**EXERCISE DIRECTIONS**
Reproduce word for word the part of the records that opens with the line containing "of the power" and continues through the end of the records, including both of those ends.

++++++

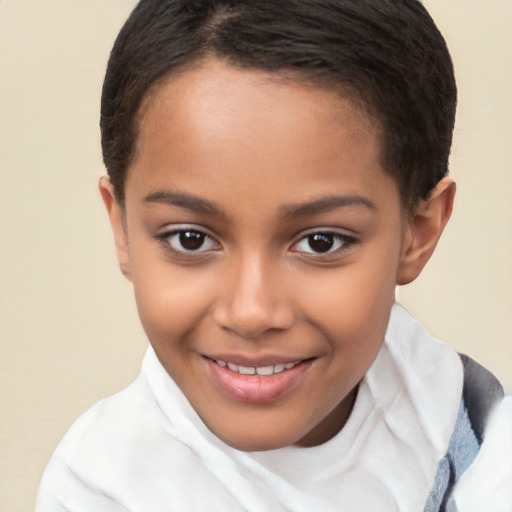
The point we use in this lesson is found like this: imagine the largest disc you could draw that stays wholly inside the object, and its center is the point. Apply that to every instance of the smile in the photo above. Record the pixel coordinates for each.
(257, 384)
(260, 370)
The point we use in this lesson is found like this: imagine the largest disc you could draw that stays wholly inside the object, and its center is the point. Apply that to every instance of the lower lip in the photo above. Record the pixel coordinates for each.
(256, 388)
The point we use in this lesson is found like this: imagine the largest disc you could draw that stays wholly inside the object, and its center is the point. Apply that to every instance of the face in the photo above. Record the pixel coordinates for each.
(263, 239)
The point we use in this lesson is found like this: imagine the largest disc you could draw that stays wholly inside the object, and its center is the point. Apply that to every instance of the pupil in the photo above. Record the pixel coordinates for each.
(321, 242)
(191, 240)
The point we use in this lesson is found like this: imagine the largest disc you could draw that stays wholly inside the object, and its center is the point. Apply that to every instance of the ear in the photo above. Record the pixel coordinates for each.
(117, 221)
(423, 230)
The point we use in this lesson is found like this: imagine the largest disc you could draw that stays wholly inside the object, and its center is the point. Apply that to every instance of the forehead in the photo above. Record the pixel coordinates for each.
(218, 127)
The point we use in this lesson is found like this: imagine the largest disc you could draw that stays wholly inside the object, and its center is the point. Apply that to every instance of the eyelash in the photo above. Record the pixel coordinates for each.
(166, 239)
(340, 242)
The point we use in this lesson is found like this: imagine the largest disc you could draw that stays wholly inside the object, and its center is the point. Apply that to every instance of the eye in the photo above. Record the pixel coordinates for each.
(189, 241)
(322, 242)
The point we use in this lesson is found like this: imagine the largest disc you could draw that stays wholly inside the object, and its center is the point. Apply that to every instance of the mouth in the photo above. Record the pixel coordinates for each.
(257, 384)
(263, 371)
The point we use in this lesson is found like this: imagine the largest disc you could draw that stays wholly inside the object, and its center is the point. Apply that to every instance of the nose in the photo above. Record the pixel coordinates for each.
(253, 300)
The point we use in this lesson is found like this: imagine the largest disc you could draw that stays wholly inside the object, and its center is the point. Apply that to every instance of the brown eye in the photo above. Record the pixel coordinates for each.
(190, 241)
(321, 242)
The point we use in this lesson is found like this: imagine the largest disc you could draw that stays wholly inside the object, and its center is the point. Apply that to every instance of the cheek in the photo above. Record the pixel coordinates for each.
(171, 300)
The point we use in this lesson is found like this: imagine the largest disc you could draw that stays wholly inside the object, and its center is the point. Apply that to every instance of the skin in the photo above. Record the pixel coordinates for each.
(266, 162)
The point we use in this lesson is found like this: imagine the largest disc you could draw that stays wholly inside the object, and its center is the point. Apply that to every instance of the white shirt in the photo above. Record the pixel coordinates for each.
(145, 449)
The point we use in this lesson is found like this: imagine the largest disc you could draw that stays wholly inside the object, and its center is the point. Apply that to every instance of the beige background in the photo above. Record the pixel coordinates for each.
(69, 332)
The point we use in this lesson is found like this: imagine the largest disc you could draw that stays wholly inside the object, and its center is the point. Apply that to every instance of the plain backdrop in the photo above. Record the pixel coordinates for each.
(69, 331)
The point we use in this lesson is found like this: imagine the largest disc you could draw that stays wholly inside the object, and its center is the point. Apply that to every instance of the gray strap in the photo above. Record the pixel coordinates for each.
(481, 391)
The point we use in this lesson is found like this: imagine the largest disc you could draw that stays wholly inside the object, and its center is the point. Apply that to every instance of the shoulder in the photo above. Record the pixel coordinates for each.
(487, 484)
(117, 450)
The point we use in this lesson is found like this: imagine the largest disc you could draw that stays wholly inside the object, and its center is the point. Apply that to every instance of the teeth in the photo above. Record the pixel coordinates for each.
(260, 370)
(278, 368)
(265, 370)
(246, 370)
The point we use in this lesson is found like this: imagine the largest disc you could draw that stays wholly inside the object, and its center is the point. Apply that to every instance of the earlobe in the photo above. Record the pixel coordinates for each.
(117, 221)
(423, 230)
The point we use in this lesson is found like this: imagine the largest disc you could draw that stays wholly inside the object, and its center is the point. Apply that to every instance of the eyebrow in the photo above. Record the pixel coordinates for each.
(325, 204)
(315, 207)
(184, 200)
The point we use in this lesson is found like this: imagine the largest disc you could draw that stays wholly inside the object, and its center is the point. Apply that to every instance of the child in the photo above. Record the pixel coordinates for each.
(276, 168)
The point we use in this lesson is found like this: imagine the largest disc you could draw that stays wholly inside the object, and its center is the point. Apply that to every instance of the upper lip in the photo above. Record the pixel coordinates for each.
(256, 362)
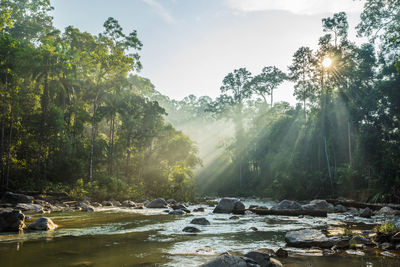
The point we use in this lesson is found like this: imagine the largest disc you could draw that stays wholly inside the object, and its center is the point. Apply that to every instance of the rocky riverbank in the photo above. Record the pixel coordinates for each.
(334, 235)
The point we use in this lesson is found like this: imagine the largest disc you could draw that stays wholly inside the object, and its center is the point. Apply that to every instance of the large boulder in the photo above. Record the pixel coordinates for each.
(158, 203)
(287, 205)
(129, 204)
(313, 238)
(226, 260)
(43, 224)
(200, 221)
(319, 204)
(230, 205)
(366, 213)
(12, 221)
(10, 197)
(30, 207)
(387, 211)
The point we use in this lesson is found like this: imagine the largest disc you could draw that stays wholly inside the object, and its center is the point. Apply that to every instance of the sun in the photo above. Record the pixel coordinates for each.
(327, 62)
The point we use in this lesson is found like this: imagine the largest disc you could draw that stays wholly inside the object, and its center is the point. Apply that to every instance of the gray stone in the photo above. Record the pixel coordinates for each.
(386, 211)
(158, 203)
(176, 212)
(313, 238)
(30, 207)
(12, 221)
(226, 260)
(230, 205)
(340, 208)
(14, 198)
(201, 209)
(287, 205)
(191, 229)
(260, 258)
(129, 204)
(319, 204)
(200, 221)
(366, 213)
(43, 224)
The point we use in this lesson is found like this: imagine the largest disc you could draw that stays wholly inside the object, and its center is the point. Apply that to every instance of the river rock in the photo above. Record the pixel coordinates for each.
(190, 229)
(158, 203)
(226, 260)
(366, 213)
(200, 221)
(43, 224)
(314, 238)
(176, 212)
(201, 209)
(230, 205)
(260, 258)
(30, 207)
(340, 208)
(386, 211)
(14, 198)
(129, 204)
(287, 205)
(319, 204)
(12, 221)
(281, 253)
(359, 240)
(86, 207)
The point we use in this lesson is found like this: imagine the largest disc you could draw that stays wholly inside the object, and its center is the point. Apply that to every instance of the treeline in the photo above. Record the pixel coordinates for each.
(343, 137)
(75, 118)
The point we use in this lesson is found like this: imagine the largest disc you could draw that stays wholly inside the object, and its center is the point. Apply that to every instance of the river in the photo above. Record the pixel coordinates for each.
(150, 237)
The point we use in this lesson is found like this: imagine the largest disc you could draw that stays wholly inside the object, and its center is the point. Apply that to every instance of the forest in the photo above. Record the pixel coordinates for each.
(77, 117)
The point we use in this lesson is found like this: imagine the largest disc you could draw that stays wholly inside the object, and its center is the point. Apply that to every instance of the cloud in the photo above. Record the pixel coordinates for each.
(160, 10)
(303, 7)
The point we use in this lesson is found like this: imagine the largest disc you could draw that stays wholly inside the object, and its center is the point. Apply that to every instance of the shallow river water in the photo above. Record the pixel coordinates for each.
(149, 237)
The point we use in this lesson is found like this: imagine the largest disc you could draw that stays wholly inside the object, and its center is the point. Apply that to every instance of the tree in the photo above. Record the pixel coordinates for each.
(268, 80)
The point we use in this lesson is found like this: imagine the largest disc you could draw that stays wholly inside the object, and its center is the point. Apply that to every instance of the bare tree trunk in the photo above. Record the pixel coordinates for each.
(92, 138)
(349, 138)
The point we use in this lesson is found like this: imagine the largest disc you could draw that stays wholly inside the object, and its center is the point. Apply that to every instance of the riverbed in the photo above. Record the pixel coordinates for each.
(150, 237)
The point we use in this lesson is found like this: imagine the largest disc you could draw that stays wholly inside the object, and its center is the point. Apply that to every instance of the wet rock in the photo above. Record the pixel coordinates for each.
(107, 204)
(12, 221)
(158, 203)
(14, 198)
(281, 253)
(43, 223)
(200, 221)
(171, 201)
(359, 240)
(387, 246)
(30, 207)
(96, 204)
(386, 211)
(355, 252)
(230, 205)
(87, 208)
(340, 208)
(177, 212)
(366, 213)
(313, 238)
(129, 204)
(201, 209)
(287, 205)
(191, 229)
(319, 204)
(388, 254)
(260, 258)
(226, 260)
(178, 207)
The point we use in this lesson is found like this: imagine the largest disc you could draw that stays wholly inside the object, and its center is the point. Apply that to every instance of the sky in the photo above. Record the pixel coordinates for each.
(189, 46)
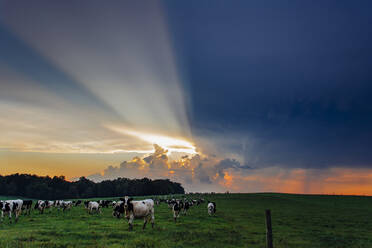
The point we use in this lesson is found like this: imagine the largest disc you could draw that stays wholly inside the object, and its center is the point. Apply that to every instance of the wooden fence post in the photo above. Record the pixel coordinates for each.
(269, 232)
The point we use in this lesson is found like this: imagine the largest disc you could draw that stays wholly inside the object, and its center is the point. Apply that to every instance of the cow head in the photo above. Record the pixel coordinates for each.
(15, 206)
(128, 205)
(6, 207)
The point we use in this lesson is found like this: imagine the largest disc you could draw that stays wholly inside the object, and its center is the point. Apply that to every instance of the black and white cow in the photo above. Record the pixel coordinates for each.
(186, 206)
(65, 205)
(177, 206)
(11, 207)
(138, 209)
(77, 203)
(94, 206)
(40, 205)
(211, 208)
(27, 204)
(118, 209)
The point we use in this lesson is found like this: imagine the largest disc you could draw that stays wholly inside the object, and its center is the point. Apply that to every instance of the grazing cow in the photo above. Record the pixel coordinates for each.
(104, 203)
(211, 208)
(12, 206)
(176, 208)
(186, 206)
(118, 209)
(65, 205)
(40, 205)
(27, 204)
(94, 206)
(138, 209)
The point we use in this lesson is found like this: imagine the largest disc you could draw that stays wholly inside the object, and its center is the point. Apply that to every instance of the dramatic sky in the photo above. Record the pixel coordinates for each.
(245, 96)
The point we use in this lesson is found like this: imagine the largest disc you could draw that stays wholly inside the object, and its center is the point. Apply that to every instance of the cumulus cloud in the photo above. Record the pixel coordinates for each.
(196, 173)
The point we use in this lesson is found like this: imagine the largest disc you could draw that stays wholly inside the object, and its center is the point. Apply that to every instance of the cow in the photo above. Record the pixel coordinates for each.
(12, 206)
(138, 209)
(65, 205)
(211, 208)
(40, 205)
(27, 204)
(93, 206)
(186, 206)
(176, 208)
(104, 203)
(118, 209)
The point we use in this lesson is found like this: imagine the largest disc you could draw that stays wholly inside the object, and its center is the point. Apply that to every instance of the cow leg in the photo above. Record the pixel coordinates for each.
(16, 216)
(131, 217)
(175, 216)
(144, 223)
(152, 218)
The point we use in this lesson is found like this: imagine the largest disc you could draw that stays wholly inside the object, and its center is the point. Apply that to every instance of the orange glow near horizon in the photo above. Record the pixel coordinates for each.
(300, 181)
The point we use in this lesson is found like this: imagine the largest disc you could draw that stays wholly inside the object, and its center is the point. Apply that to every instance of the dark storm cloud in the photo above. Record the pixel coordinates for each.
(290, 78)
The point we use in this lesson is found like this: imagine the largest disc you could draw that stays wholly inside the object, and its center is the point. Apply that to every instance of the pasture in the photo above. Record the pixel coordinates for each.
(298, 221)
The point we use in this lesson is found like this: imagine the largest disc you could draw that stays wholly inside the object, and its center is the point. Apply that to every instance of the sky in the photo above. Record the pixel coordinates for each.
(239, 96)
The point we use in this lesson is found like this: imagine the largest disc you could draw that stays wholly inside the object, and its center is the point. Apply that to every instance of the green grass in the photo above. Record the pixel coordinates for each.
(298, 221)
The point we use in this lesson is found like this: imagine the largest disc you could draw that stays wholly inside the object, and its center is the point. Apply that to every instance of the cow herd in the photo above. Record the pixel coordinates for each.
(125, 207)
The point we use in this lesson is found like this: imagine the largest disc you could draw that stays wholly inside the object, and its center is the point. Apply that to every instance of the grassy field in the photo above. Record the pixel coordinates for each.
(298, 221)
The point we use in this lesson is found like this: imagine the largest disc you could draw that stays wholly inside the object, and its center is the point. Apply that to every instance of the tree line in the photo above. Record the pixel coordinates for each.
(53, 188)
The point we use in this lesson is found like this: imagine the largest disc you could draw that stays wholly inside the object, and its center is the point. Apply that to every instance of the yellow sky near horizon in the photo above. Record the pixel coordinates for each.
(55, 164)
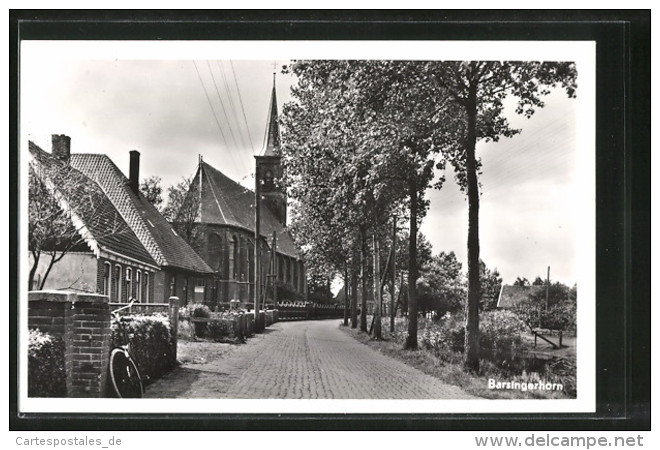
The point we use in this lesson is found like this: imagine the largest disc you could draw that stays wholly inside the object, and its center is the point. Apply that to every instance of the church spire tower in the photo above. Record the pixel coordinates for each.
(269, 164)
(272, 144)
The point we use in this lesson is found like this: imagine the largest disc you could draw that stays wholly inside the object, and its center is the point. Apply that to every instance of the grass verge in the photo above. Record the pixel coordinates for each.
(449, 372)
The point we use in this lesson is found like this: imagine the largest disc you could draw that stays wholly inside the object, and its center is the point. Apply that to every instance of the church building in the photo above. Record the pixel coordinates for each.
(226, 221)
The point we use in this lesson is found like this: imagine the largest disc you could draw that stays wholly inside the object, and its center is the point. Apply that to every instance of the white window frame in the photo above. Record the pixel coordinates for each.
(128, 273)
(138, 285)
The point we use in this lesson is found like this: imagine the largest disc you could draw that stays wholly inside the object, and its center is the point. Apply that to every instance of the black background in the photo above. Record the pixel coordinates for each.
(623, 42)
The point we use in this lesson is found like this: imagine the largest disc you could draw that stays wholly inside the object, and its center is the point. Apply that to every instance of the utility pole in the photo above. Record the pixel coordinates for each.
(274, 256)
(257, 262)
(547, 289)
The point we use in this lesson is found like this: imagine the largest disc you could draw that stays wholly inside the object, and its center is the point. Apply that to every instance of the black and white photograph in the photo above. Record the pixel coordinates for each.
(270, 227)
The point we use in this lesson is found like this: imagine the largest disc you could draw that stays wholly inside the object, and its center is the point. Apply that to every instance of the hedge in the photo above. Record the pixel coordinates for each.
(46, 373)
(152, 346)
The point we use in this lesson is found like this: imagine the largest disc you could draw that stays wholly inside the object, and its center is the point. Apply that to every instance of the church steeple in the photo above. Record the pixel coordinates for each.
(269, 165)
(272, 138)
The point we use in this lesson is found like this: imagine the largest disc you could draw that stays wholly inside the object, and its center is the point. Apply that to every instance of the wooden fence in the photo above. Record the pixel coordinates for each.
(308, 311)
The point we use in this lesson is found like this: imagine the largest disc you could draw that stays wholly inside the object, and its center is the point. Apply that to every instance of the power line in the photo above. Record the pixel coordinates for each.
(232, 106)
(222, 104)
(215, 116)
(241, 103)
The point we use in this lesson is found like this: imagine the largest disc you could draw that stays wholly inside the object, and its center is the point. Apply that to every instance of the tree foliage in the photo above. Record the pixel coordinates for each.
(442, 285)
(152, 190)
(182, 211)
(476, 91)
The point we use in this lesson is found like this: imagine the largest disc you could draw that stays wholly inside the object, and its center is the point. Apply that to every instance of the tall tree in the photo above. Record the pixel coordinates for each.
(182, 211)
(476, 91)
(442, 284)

++++++

**COMPLETE OUTPUT**
The point we use in this lesson is found like this: imagine the largest disc you could draw that stays wholly inside the object, and its center is the point. Apply that to every instance of the power line in the photo above. Record the pixel coordinates for each.
(232, 106)
(222, 104)
(215, 116)
(241, 103)
The point we use in this lesson is found like this: imagine the largest disc you could draw that stays wholly inside the object, and its center is the point. Apply that to every instance of the tree foliage in the photo above. Record the pixel coordinates for each.
(442, 285)
(152, 190)
(182, 211)
(476, 91)
The point we use in this lesson is found like this: imagine the largest disc you could draw that stays wholly inside the object, and its center is the point. Apply that to every instance of the tall tree in the photo above. Record the pixel coordinates for each.
(182, 211)
(476, 91)
(442, 284)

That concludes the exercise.